_Reading text_:
“I really want to make the best of what I have left,” Ady Barkan confides to a bedside camera in “Not Going Quietly,” having learned just after he and his wife Rachael celebrated their 11th anniversary that he had developed ALS, which may not be the immediate death sentence it once was — it varies from person to person – but he could expect to lose his motor skills and his voice, just after his son Carl was born. Anyone on Twitter or into politics likely knows already that this was only the beginning for Barkan, who took a background in progressive activism to a whole other level in putting himself forward as a poster boy for the need for Medicare 4 All legislation, but as he became a more public figure, director Nicholas Bruckmann reveals that in fact there is much more to his story, his wits undiminished as he engineers a whistlestop tour that helped flip the House of Representatives in the 2018 midterms, yet facing the cruel reality that as Carl starts learning to walk and talk, he is regressing rapidly in both areas.
Although Barkan is the real deal, as self-deprecating and passionate as his online persona would suggest, Bruckmann pulls back the curtain slightly to show how he became a viral sensation with the help of Liz Jaff, a progressive strategist he met at Dulles International Airport after attempting to meet with congresspeople about their vote on health care. Prevented from meeting with then-Senator Jeff Flake of Arizona by his aides at his office, Jaff noticed that they were on the same flight home and turned on her camera as Barkan took the initiative to confront him, a decision that netted Barkan thousands of new followers on Twitter and provided a template for an effective and ongoing social media campaign. While people no doubt responded to what appeared as an authentic exchange with Flake unguarded in his comments, it’s fascinating to recognize that it was staged to a degree, something that is expanded upon when Bruckmann shows Barkan running a practice session for other health care activists showing them how to hound their local representatives and how to stand strong in town hall environments when others try to shut them down.

[Saved entries]
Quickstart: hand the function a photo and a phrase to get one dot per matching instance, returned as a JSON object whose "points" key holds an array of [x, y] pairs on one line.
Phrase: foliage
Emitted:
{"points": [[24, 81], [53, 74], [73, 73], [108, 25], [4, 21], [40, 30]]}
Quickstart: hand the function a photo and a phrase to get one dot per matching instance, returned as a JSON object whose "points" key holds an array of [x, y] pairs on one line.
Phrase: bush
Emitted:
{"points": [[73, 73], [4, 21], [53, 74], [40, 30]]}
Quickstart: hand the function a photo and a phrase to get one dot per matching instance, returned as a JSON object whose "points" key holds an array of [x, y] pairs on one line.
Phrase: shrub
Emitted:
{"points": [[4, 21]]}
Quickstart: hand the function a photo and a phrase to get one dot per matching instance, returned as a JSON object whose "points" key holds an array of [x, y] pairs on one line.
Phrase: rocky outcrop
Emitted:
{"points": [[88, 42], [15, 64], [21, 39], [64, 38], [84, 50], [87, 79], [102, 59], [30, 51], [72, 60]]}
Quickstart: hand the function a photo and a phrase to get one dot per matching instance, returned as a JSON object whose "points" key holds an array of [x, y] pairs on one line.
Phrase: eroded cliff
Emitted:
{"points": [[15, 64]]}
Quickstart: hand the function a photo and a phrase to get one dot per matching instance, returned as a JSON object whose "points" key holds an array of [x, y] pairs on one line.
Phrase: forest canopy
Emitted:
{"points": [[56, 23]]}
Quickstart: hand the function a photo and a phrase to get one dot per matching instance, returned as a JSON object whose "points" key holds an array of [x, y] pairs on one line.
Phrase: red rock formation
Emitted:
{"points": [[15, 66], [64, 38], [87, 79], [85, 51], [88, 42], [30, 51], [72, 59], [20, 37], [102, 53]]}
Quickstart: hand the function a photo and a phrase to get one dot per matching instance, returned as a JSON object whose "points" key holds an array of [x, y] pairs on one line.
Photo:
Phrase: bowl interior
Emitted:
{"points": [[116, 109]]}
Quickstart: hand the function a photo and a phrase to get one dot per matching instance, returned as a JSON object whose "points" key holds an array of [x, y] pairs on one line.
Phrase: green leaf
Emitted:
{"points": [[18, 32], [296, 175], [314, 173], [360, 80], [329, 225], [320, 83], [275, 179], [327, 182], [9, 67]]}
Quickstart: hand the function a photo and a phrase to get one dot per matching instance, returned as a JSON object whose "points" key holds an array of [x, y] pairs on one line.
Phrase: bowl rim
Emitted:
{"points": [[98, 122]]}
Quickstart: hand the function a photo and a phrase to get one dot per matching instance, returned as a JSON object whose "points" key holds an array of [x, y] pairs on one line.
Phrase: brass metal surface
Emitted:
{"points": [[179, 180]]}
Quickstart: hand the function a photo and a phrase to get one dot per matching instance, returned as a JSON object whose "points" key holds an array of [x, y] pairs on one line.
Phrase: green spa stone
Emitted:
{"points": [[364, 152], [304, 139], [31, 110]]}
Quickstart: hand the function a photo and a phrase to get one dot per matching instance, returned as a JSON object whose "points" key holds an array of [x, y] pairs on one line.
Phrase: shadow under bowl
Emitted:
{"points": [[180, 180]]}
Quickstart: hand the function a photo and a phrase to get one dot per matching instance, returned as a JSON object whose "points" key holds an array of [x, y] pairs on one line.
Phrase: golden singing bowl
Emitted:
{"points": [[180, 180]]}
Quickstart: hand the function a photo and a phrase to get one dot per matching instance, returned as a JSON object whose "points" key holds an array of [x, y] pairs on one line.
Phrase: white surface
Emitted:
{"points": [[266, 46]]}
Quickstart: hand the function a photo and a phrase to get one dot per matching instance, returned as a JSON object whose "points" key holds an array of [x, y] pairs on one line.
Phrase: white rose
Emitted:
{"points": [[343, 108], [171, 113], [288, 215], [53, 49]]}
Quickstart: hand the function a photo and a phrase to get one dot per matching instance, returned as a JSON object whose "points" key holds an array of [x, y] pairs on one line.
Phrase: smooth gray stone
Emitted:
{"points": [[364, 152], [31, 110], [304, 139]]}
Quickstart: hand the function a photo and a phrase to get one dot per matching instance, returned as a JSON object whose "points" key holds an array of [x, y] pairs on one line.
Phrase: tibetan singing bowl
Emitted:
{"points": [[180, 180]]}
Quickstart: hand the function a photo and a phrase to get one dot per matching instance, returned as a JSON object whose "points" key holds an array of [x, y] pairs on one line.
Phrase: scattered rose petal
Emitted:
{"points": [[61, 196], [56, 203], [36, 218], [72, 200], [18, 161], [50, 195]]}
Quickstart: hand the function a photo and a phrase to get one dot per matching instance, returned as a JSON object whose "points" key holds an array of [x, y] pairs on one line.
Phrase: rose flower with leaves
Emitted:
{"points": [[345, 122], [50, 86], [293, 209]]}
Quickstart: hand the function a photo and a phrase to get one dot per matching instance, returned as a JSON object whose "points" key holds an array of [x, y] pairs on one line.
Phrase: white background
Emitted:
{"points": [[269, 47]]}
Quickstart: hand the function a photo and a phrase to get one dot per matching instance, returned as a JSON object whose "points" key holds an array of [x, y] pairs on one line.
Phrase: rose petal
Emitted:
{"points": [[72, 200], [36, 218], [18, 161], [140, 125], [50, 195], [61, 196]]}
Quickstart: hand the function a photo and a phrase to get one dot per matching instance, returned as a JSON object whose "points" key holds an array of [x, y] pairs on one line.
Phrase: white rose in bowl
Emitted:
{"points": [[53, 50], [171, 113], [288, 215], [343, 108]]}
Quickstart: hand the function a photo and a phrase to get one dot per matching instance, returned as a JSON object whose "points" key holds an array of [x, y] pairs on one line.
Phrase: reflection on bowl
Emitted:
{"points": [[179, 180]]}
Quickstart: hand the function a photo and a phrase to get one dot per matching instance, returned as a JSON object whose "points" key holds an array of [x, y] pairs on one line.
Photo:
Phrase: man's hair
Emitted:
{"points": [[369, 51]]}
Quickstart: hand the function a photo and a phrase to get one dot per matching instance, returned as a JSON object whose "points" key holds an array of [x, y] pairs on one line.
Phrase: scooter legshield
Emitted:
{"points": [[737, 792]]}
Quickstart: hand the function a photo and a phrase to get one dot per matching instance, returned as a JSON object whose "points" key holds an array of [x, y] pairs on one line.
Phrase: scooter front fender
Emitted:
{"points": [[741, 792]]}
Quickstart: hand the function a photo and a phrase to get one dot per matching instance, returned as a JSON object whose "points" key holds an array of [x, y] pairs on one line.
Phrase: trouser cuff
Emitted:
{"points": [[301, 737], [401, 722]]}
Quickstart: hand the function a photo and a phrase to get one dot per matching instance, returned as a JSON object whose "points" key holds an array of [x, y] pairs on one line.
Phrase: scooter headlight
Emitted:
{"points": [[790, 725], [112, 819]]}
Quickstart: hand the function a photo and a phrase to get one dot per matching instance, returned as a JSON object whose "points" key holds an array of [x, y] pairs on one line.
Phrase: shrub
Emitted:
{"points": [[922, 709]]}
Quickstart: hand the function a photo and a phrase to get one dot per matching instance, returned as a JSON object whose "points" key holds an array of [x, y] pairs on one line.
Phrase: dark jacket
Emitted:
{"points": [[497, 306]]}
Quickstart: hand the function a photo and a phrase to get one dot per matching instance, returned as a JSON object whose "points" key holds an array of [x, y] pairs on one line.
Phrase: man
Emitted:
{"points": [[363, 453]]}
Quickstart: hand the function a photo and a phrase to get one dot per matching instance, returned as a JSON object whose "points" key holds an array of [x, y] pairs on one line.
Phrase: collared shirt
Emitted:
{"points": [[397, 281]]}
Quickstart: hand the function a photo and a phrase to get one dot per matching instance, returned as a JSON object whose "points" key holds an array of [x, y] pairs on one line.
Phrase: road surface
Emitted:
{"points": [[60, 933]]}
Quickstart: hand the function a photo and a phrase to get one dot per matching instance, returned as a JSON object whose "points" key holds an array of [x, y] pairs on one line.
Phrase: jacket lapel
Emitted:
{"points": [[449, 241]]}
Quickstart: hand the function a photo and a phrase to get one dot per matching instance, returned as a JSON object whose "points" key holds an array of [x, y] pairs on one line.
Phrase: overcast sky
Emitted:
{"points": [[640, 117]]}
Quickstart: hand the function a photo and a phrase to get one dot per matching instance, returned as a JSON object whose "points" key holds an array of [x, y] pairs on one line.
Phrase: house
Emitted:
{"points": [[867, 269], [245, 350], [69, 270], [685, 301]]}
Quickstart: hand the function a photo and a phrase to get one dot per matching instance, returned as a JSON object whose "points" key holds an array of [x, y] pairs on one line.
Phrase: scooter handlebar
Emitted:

_Exercise 1_: According to the review of the Ady Barkan documentary, where did Barkan meet Liz Jaff?
_Exercise 2_: Continue the review of the Ady Barkan documentary from the point where it stops.

_Exercise response 1_: He met her at Dulles International Airport.

_Exercise response 2_:
Barkan may be seen gradually losing his physical faculties as he embarks on a mission to visit 30 congressional districts with representatives expected to vote against health care legislation, but he shrewdly realizes the performative aspect necessary for activism to be effective in the social media era where shame and conflict are rewarded with engagement and as he goes from one city to the next meeting with those often dealing with a debilitating ailment like himself and feel disenfranchised, he comes across almost as if he’s some kind of oracle with the unique formula to cut through the noise. It’s smart of Bruckmann to often leave in seemingly innocuous observations of people attempting to prevent Barkan or those he’s empowered to confront their local representative from coming into their offices, even when it’s public property, and it’s not to put a fine point on what they represent, but to show what Barkan does as someone who isn’t supposed to know he’s permitted in those spaces and asserts his rightful place.
“Not Going Quietly” actually disabuses one of calling it “inspirational,” as Jake, a fellow ALS patient Barkan meets along the trail notes “it’s super-patronizing,” and while it profiles a man of extraordinary will, the film is moving because it shows him putting his own considerable achievements within reach for others so long as they’re willing to engage, making the case that there’s no excuse not to when even selfishly everyone is touched by health issues either personally or within their extended family. Like his foray into social media, Barkan makes an example of himself as a means to an end in granting access to his life, one in which his support system is prominently – and admirably – featured to show that he hardly does it alone, nor does he believe anyone else should.
“Not Going Quietly” will screen at SXSW through March 20th.